WHAT IS REQUIRED => Repeat exactly the lines below that lie between the line with "Query: wet muddy soil" and the line with "Query: rear door window", counting both of those lines as part of the answer.

________________________

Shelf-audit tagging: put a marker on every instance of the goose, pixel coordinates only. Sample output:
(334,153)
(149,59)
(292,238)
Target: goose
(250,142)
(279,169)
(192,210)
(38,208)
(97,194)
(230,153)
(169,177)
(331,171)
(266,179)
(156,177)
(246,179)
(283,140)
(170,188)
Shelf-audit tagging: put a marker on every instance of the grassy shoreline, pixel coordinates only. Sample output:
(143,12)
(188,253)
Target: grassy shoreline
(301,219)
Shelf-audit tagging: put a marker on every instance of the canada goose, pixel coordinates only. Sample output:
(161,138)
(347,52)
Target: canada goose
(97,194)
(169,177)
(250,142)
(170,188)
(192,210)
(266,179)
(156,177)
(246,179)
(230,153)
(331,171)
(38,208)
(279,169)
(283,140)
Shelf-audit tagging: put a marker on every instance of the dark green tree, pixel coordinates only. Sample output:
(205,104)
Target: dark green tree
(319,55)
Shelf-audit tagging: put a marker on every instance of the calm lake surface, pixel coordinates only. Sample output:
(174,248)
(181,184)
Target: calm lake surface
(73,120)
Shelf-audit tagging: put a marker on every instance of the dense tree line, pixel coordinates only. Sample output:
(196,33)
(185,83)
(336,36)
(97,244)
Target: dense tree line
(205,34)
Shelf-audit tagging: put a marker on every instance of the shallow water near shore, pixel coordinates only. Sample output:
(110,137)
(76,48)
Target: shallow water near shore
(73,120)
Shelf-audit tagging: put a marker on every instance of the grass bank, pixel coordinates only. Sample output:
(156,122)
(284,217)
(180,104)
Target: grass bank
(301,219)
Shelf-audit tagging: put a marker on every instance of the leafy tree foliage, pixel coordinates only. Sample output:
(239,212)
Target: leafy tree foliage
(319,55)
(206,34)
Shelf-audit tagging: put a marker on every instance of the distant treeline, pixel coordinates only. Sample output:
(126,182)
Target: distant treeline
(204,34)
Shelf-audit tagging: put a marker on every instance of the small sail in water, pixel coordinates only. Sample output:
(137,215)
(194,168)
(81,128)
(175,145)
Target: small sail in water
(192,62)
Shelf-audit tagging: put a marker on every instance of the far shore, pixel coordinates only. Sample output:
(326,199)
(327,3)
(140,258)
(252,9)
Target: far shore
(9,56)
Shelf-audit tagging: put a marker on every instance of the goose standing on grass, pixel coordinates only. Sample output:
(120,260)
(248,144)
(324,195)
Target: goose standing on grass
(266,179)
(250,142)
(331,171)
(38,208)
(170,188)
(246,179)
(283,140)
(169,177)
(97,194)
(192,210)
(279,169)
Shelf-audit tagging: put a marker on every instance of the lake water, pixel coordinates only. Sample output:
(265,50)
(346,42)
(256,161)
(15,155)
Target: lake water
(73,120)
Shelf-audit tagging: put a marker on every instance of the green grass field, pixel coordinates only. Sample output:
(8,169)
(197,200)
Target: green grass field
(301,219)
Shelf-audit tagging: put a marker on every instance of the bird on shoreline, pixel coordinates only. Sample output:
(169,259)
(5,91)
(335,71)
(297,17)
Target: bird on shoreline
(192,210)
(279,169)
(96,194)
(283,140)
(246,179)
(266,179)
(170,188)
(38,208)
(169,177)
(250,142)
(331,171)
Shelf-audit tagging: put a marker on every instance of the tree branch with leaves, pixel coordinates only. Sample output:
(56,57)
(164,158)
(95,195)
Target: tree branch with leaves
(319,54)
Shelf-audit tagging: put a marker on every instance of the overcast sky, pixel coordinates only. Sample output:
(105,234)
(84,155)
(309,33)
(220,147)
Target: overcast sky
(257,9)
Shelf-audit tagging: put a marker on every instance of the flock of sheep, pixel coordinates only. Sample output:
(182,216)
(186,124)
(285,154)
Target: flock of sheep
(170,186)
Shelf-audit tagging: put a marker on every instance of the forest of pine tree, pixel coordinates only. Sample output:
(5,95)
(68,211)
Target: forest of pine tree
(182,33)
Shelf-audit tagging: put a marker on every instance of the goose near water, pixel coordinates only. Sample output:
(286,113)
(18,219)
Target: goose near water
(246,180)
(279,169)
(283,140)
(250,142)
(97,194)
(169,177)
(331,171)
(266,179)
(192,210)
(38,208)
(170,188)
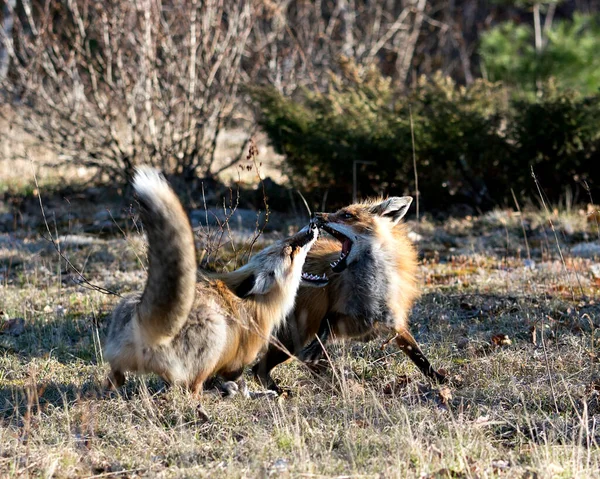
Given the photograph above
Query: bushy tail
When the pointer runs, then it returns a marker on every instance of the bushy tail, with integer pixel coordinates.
(170, 288)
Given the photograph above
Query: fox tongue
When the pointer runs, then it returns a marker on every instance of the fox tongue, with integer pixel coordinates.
(346, 245)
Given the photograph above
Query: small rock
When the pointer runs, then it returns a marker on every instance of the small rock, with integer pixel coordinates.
(13, 327)
(586, 250)
(529, 264)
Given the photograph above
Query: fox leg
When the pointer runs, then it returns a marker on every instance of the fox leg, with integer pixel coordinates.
(115, 379)
(198, 383)
(407, 343)
(313, 352)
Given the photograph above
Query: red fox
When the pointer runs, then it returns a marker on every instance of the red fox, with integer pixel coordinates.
(184, 329)
(372, 286)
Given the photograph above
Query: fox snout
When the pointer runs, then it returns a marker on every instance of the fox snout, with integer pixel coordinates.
(320, 219)
(304, 236)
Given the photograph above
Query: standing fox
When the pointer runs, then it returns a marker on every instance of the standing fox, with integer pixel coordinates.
(186, 331)
(373, 286)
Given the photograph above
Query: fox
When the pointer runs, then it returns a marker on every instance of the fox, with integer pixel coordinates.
(372, 286)
(187, 327)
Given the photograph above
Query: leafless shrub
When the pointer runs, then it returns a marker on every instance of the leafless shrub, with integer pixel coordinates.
(300, 43)
(112, 84)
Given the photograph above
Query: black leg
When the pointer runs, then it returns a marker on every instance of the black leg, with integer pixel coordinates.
(407, 343)
(275, 355)
(313, 352)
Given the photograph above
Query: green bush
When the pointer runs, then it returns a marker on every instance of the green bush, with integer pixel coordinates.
(558, 135)
(472, 145)
(570, 55)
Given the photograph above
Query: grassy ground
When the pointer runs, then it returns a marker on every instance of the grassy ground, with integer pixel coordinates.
(513, 324)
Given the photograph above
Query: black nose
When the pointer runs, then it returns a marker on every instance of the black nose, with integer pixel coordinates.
(318, 219)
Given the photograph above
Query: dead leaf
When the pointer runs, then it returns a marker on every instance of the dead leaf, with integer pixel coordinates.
(533, 332)
(13, 327)
(396, 385)
(445, 395)
(501, 340)
(500, 465)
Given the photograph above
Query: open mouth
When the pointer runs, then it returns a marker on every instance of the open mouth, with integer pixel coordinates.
(302, 238)
(314, 280)
(339, 264)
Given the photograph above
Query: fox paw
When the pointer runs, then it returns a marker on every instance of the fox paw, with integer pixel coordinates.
(312, 354)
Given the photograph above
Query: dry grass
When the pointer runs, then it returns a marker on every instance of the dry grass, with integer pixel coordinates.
(519, 339)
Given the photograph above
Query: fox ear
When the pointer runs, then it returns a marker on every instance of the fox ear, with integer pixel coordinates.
(393, 208)
(255, 284)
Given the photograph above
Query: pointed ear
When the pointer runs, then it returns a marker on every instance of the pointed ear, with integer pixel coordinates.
(260, 283)
(393, 208)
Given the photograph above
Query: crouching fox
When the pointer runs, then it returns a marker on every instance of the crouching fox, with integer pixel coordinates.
(184, 329)
(372, 286)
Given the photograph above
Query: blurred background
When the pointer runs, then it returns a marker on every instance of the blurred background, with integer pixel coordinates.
(473, 104)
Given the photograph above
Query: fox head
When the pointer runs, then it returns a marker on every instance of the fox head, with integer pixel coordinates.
(359, 225)
(272, 276)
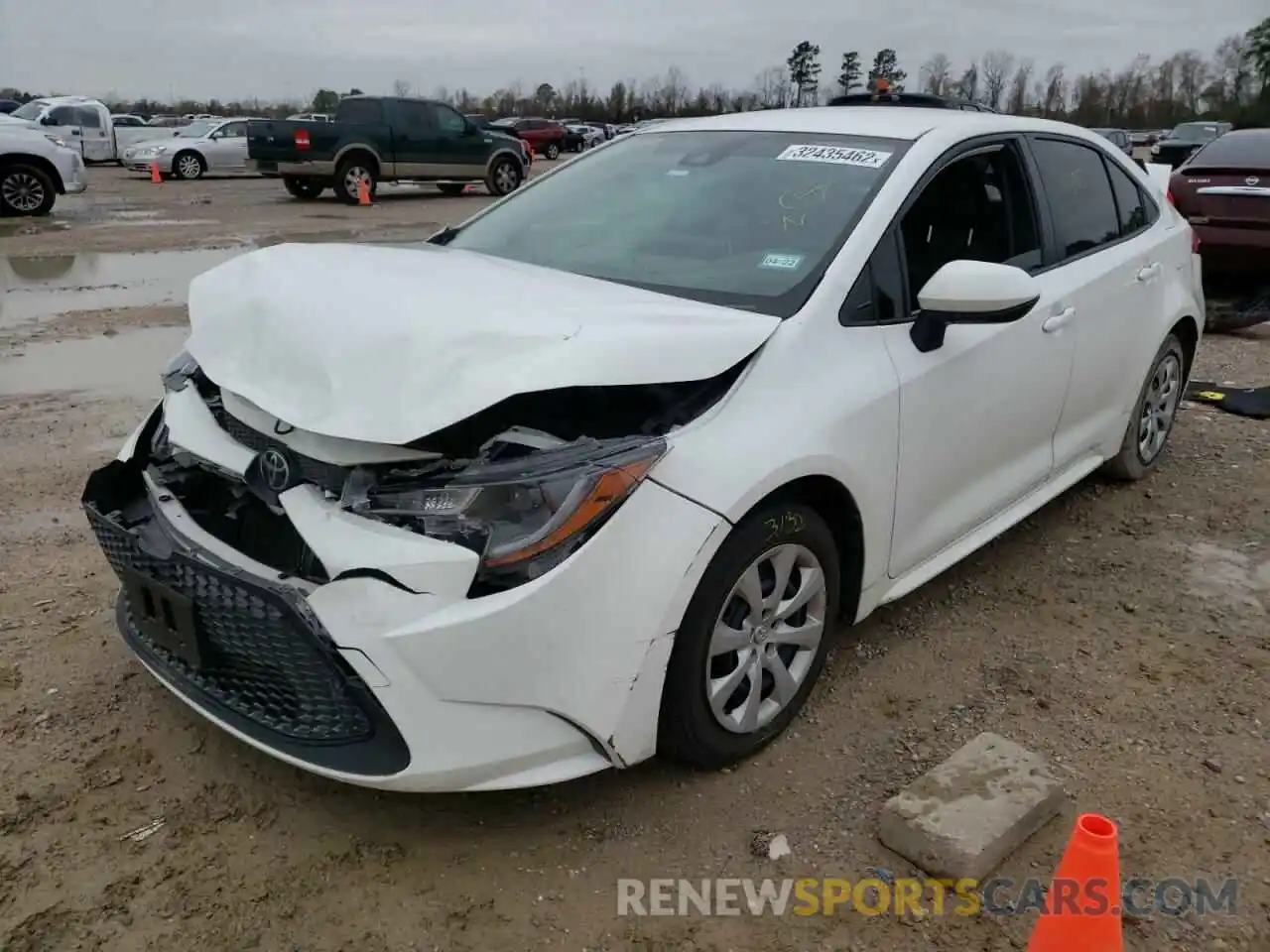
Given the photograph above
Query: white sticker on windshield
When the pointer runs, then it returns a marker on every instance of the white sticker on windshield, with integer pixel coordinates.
(834, 155)
(785, 263)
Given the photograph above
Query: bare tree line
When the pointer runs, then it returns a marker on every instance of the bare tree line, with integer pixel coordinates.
(1232, 82)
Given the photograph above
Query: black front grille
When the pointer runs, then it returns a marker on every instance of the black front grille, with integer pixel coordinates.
(326, 476)
(268, 667)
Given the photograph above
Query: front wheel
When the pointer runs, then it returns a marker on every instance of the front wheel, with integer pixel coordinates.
(753, 639)
(504, 177)
(26, 190)
(349, 178)
(1153, 416)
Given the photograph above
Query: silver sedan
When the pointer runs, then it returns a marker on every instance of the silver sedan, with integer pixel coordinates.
(203, 146)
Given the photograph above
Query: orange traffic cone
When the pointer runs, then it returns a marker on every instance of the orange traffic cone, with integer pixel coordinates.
(1082, 907)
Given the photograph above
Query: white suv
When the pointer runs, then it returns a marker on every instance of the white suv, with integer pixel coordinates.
(35, 169)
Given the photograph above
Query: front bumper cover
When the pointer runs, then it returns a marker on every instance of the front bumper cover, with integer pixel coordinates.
(268, 669)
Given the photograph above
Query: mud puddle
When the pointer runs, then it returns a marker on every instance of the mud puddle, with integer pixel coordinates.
(40, 289)
(126, 365)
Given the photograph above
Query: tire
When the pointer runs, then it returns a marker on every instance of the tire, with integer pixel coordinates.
(305, 189)
(347, 176)
(189, 166)
(26, 190)
(1160, 397)
(689, 729)
(504, 177)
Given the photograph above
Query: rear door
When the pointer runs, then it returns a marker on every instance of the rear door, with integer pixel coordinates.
(414, 139)
(66, 121)
(460, 148)
(95, 131)
(226, 150)
(1107, 258)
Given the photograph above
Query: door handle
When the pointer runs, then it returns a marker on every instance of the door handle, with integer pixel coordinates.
(1057, 321)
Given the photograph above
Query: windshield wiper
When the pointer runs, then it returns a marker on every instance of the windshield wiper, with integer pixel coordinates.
(444, 236)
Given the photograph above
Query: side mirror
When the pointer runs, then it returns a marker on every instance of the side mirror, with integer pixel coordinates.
(970, 293)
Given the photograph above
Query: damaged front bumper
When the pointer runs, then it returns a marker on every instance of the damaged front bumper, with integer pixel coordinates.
(385, 670)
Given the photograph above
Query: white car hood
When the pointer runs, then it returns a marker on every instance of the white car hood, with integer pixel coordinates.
(389, 344)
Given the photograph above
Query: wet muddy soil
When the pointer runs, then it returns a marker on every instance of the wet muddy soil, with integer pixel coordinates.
(1123, 631)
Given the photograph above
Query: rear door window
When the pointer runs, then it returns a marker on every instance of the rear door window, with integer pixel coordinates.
(1133, 209)
(447, 121)
(1080, 195)
(64, 116)
(365, 111)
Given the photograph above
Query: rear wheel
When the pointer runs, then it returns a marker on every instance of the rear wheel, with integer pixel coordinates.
(1153, 416)
(189, 166)
(349, 176)
(26, 189)
(300, 188)
(504, 177)
(753, 638)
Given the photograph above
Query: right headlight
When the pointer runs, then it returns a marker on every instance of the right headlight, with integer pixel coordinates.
(524, 516)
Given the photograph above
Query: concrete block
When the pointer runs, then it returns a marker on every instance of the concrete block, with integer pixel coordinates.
(961, 817)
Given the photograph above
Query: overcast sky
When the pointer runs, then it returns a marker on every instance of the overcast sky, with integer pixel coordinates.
(287, 49)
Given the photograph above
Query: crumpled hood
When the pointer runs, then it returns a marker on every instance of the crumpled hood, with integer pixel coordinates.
(389, 344)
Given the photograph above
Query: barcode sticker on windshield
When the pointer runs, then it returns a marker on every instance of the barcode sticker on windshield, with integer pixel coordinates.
(834, 155)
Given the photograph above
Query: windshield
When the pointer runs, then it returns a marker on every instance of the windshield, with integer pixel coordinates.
(197, 130)
(31, 111)
(1194, 131)
(739, 218)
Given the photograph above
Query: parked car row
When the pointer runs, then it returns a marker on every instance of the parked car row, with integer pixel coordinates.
(1183, 141)
(388, 139)
(87, 126)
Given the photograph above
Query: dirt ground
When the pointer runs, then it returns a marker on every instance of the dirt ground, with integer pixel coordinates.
(1121, 631)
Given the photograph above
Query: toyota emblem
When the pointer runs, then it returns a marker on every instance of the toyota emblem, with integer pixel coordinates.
(276, 470)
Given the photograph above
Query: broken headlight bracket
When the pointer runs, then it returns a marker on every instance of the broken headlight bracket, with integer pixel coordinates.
(524, 516)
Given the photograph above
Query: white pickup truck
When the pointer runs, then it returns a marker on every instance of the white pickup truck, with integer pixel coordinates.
(36, 168)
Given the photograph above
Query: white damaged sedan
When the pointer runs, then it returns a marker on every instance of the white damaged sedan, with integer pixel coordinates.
(590, 475)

________________________

RESPONSE AREA =>
Query: wet muddy soil
When the pointer runs, then it returns a marker on every instance of the wet muddy soil, with integer pixel coordinates.
(1123, 631)
Given the photograph above
Query: rear door window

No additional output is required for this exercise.